→ TEXTE À LIRE:
-=-=-
3Les deux contributions suivantes, celles de Raquel Gil Montero et Sarah Albiez-Wieck, s’attachent à considérer l’aspect fiscal du métissage, les stratégies sociales mises en œuvre de Charcas à Cajamarca et à la province de Michoacán, parallèlement aux revendications explicitement formulées par les intéressés quant à leur statut afin de se soustraire à une classification (fiscale) jugée arbitraire et, même, de fonder de « nouvelles identités fiscales », indissociables de « l’émergence du concept moderne de race ». La construction de généalogies sociales et la redéfinition de la « blancheur » sur les marges de l’indianité ou de la négritude dont le « stigmate » parcourt nombre de documents d’archives, qu’il s’agisse d’archives judiciaires ou ecclésiastiques – constamment mises à l’épreuve des faits lors des inscriptions dans les registres de baptême, ou lors de mariages et plus encore de dispenses préalables – est déjà bien connue des spécialistes d’Amérique espagnole. Ces généalogies revisitées et la blancheur revendiquée des métis en quête de statut social d’exception apparaît clairement dans les stratégies matrimoniales des castas, qu’il s’agisse de la Rioja coloniale (Roxana Boixados et Silvina Smietnansky), ou du centre-nord de la Nouvelle-Espagne et plus particulièrement de Zacatecas (Soizic Croguennec). Au cœur de ces alliances matrimoniales, terres et majorats, et, par conséquent, les lignages, réels ou recréés, jouent un rôle déterminant que confirment certaines de ces études de cas, ainsi l’analyse d’Antonio Fuentes Barragán pour Buenos Aires à la fin du xviiie siècle et au début du xixe autour des conflits suscités par l’application et plus encore l’interprétation de la Real Pragmática de matrimonios de 1776. Plusieurs des approches ici proposées soulignent par ailleurs que, dans ces stratégies d’honneur, mais aussi de coexistence et de subversion de l’ordre moral, les femmes jouent un rôle majeur (Lina Mercedes Cruz Lira sur les « libertés » de l’honneur féminin, ou encore Selina Gutierres Aguilera, María Alejandra Fernández).
-=-=-
→ MATÉRIEL FOURNI:

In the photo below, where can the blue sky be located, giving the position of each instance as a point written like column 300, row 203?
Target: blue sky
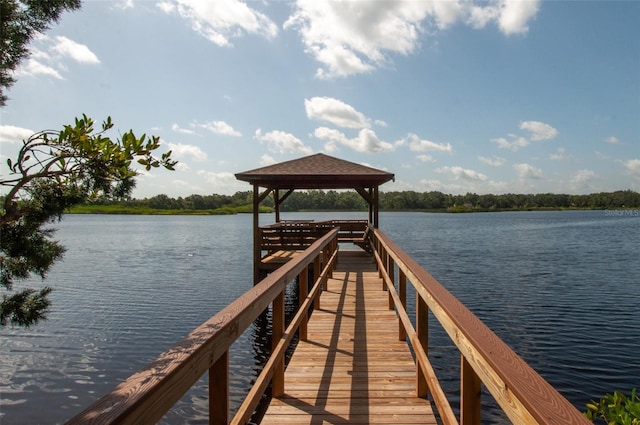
column 455, row 96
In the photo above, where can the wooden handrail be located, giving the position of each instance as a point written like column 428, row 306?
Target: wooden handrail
column 524, row 396
column 146, row 396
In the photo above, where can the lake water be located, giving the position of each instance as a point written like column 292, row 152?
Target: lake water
-=-=-
→ OBJECTIF DE L'EXERCICE: Pouvez-vous résumer en deux phrases le passage sur le métissage en Amérique espagnole ?

→ RÉSULTAT ATTENDU: Plusieurs contributions examinent l'aspect fiscal du métissage et les revendications de statut formulées par les intéressés pour échapper à une classification jugée arbitraire, tandis que les généalogies revisitées et la blancheur revendiquée des métis apparaissent dans les stratégies matrimoniales des castas. Dans ces alliances, terres, majorats et lignages jouent un rôle déterminant, et plusieurs approches soulignent le rôle majeur des femmes dans ces stratégies d'honneur.